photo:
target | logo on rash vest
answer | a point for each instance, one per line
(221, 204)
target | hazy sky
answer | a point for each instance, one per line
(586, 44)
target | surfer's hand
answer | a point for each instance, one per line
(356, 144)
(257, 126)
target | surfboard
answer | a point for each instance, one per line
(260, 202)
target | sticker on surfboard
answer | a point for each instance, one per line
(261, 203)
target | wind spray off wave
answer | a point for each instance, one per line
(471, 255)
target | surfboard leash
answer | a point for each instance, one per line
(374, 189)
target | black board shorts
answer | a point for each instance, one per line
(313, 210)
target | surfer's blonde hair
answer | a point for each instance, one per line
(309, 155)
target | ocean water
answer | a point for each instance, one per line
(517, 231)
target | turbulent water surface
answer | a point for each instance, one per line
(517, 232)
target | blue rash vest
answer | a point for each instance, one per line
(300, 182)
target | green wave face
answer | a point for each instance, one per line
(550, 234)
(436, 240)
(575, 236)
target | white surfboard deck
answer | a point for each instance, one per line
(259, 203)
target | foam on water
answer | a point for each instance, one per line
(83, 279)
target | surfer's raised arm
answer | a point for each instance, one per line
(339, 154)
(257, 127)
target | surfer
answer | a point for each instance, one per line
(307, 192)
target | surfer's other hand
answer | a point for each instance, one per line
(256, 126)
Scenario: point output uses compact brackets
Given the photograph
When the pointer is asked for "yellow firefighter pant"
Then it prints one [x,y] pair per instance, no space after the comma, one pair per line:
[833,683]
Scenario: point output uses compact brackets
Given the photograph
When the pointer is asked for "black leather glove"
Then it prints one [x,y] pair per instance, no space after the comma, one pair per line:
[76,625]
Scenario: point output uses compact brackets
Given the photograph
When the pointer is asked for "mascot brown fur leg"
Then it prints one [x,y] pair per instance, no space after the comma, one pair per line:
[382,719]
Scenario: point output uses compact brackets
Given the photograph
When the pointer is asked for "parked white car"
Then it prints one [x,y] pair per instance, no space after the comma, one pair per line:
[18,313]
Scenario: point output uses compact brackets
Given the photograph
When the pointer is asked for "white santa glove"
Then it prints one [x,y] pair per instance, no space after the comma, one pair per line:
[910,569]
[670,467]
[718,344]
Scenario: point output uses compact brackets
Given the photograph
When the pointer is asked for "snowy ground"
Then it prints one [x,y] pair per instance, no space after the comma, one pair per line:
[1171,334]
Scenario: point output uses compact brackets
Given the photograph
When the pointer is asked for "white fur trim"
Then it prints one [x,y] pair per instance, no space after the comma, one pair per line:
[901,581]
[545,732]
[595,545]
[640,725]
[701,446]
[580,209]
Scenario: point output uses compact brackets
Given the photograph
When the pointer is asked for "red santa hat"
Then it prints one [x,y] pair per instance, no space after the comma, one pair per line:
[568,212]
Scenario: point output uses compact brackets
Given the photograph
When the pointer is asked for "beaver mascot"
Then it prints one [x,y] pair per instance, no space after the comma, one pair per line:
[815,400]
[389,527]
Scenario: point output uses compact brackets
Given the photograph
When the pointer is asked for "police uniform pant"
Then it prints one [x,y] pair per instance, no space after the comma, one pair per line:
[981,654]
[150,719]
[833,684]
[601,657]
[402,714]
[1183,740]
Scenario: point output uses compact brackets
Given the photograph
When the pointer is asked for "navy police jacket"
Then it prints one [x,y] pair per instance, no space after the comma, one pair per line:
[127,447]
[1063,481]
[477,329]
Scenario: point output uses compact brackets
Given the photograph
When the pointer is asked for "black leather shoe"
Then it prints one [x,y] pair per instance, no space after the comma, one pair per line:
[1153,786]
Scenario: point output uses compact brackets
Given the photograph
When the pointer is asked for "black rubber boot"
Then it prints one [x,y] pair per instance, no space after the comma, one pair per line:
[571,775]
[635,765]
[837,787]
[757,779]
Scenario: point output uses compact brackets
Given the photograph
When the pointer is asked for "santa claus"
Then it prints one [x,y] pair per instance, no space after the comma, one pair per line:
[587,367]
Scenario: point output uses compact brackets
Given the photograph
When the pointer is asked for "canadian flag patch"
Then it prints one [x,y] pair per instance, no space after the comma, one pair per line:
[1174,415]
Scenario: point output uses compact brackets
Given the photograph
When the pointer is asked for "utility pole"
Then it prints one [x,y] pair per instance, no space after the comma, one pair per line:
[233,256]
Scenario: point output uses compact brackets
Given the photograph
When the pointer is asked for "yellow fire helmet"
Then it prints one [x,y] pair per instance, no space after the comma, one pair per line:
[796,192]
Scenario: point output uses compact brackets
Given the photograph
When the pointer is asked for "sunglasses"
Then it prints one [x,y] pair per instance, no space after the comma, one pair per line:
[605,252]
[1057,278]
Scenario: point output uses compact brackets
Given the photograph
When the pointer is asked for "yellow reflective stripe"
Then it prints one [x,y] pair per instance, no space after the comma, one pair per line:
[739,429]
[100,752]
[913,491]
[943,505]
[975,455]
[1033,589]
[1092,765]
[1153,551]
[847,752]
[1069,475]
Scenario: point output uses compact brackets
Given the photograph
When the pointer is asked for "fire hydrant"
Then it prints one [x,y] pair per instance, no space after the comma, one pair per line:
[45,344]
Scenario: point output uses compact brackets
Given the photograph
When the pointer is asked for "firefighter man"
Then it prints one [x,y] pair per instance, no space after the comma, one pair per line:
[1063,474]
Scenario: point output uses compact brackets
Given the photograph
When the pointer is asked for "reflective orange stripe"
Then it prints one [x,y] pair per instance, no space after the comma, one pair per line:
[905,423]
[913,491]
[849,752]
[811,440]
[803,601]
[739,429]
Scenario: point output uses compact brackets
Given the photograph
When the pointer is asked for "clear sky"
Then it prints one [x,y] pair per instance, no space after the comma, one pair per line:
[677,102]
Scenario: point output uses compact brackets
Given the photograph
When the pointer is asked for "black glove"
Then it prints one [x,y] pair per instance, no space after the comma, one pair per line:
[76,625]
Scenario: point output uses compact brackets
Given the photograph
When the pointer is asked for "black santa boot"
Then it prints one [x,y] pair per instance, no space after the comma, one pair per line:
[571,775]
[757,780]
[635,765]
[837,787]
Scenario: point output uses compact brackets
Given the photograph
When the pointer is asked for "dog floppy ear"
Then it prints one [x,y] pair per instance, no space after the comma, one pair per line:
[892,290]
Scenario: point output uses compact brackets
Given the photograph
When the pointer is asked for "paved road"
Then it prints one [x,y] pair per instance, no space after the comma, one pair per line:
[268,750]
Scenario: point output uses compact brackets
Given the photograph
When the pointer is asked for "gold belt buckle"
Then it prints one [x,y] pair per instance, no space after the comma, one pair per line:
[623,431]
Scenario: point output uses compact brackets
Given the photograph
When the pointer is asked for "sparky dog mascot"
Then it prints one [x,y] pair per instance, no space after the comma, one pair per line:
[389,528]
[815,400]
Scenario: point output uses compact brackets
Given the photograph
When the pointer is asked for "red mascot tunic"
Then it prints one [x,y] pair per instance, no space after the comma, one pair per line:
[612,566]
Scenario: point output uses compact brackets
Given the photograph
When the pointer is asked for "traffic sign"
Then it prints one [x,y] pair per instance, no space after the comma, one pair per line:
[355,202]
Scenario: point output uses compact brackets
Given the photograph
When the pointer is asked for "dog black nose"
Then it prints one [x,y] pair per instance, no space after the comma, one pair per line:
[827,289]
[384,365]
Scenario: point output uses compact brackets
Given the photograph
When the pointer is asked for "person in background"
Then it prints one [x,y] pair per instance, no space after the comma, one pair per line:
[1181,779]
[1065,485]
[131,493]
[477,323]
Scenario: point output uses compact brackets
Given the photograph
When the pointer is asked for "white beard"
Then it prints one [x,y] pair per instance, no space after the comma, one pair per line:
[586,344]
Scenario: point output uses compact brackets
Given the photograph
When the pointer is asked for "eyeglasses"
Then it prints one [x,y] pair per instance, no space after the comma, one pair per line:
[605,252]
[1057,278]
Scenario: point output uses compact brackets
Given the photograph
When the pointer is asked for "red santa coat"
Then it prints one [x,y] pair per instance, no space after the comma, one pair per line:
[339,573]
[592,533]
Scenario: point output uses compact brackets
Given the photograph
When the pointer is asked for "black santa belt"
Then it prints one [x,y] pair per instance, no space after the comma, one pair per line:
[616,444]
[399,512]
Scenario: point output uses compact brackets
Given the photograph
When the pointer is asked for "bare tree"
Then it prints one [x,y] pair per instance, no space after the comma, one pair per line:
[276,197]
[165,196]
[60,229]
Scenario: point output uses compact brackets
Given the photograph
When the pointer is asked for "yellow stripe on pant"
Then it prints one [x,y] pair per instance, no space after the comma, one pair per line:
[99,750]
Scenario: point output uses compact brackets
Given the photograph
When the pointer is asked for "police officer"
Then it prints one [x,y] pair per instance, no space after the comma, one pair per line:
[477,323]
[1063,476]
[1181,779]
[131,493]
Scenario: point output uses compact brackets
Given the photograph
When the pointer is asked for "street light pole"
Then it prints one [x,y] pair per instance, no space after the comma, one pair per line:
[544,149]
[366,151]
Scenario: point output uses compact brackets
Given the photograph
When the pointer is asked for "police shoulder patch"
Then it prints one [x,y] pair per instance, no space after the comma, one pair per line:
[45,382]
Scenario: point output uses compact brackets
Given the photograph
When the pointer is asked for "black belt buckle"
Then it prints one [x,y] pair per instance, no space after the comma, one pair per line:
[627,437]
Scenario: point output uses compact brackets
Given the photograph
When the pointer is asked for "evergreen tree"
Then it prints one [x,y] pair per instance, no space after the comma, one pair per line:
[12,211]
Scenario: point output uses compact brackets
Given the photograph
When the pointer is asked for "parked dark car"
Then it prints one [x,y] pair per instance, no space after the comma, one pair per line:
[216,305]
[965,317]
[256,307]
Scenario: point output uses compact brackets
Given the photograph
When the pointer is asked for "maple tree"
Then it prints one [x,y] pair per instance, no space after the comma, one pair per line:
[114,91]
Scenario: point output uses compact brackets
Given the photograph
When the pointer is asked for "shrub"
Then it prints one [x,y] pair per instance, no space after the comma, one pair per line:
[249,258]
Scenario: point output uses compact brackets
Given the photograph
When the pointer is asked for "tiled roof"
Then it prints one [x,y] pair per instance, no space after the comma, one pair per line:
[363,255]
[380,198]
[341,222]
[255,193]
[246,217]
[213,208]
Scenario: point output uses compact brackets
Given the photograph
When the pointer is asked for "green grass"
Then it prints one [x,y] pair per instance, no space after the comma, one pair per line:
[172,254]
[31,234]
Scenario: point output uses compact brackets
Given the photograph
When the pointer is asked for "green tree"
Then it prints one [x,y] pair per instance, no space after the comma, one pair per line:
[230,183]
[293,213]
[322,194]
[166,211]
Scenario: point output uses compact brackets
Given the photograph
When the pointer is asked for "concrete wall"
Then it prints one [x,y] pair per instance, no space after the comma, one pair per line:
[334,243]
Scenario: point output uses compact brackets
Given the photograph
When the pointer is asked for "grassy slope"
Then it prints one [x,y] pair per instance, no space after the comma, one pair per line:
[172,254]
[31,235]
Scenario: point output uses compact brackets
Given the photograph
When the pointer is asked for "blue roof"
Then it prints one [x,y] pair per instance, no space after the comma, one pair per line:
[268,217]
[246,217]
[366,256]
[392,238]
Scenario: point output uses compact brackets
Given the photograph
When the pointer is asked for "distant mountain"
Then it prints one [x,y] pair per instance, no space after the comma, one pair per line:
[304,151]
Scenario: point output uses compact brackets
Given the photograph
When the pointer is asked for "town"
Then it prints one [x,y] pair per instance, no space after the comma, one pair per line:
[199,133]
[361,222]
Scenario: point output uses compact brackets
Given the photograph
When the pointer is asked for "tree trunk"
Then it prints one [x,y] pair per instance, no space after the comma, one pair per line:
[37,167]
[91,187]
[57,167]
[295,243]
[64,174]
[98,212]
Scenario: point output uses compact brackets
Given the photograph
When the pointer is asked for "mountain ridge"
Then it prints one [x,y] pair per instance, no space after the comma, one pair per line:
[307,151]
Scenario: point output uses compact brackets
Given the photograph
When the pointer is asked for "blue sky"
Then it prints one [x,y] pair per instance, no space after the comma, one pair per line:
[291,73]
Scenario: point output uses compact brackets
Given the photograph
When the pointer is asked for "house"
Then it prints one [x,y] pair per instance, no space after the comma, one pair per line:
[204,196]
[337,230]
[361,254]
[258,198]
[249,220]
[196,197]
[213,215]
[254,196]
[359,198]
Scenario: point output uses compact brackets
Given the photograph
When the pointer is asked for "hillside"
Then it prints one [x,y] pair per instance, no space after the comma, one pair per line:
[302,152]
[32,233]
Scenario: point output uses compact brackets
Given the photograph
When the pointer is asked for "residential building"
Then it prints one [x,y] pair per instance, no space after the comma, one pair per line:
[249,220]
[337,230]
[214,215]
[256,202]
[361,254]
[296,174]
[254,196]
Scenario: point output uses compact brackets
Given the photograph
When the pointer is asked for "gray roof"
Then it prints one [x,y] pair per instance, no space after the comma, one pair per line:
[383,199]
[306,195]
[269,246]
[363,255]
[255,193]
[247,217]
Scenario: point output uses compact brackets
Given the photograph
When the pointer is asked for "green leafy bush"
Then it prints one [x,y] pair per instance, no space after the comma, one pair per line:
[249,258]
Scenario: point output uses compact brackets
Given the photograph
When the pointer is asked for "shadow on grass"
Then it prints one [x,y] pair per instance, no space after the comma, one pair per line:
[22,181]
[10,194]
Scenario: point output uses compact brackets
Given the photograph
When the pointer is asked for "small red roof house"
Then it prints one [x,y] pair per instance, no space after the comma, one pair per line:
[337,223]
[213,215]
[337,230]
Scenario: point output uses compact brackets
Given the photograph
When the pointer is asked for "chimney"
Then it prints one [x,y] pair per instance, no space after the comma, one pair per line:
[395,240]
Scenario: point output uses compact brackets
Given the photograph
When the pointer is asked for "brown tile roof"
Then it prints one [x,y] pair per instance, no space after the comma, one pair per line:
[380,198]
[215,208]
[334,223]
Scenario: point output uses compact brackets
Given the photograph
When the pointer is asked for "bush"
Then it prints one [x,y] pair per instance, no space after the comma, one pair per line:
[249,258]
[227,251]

• **INSTRUCTIONS FOR THE TASK**
Copy every line of the data above in which the string "mountain" appears.

• **ANSWER SECTION**
When the pointer is asked for "distant mountain"
When the pointer is asked for "mountain ridge"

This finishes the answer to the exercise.